* Exercise task
Present the following data again exactly as it is shown.

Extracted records
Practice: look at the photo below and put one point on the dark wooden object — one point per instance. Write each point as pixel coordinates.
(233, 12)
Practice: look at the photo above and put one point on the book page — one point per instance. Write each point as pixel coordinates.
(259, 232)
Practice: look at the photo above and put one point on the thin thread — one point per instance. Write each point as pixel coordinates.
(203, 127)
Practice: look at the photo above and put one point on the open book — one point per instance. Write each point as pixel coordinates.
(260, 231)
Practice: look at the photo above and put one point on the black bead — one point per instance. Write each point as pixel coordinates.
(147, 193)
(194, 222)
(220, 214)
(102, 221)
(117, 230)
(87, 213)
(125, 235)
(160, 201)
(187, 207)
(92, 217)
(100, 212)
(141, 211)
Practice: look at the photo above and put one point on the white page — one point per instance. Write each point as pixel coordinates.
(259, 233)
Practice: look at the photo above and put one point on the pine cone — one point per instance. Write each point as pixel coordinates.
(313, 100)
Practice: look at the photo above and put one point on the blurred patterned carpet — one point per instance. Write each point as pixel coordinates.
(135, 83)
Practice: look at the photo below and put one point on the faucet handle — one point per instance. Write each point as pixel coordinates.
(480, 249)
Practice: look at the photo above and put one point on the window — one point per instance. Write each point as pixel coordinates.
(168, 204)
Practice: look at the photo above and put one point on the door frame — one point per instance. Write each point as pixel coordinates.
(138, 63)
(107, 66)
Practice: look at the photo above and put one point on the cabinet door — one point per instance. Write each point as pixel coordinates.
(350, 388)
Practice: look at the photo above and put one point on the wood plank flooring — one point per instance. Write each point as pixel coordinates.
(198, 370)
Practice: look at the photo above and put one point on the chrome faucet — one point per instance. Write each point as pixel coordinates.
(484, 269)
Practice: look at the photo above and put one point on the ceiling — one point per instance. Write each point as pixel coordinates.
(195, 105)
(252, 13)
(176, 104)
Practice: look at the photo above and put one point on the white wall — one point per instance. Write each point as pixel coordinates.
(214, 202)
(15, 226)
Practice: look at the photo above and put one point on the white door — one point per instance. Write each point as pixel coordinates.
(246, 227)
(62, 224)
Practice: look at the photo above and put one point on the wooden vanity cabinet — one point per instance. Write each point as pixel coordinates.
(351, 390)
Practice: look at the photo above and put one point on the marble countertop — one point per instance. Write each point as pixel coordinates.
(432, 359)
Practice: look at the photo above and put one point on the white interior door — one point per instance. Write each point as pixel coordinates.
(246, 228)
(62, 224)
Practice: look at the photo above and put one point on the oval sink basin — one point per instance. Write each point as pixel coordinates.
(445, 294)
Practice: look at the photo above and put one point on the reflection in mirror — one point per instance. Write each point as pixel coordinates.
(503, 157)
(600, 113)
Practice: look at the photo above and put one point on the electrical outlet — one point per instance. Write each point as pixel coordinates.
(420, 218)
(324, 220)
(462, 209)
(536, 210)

* Full solution
Practice: look at the photo below and put one point on the dark wooden object — one point per instance. Write each point as pixel coordinates.
(233, 12)
Practice: look at the photo above and put one point on the book page — one point per instance. Write each point as pixel coordinates.
(259, 232)
Practice: look at the photo above and put one point on the thin thread — one point per instance. Write each point as pixel coordinates.
(203, 127)
Practice: look at the photo above and put one point on the open book — one point per instance. Write each point as pixel coordinates.
(260, 231)
Practice: look at the photo above and put one point on the black bead — one point per instance. Write each point as pixel coordinates.
(147, 193)
(194, 222)
(220, 214)
(102, 221)
(117, 230)
(87, 213)
(125, 235)
(160, 201)
(187, 207)
(92, 217)
(100, 212)
(141, 211)
Practice: look at the photo above and put one point on the white page — one point per instance. Write each point as pixel coordinates.
(259, 233)
Practice: look at the photo above and put one point on the pine cone — one point per instance. Write each point as pixel coordinates.
(313, 100)
Practice: look at the photo above and put one point on the blurred patterned carpet — one point per instance. Write each point as pixel coordinates.
(135, 83)
Practice: look at the photo below and put one point on the faucet handle — one point per instance. Write each point as pixel coordinates.
(480, 249)
Practice: look at the photo above and put one point on the window — one point per instance. Write each point as pixel coordinates.
(168, 204)
Practice: look at the photo above and put one point on the door frame — one point per instance. Write each point as pixel coordinates.
(138, 63)
(107, 66)
Practice: look at the photo above and put one point on the cabinet door — one point per instance. Write each point as pixel coordinates.
(350, 388)
Practice: look at the photo above and put one point on the wood plank flooring — one point per instance. Write each point as pixel coordinates.
(198, 370)
Practice: look at the photo above and put one point on the chrome faucet — one point per instance. Write each point as pixel coordinates.
(484, 269)
Practice: look at the photo above and put one point on the ceiling — one point per instance. Write each point as pixel coordinates.
(195, 105)
(252, 13)
(176, 104)
Practice: look at the photo above and put one point on the white wall — one point per instance. Write each point as pixel coordinates.
(214, 202)
(15, 226)
Practice: look at the photo above and put one point on the white door — one point per instance. Write each point as pixel coordinates.
(246, 227)
(62, 224)
Practice: look at the photo above and put one point on the wooden vanity cabinet — one point per instance. Write each point as pixel coordinates.
(351, 390)
Practice: look at the photo above and put one point on the marble countertop — one point per instance. Write each point as pixel coordinates.
(432, 359)
Practice: look at the photo above and put one point on the white interior door — one point per instance. Write each point as pixel coordinates.
(246, 228)
(62, 224)
Practice: look at the photo above and put one point on the oval sink basin — one point per instance. Write each point as pixel coordinates.
(445, 294)
Practice: look at the photo above and put one point on the reflection in mirror — one point per instance. Write each point as pixel coordinates.
(503, 157)
(600, 113)
Practice: look at the photo above and put one point on the electrical outlet — one point per instance. Write each point as pixel coordinates.
(420, 218)
(324, 220)
(462, 209)
(536, 210)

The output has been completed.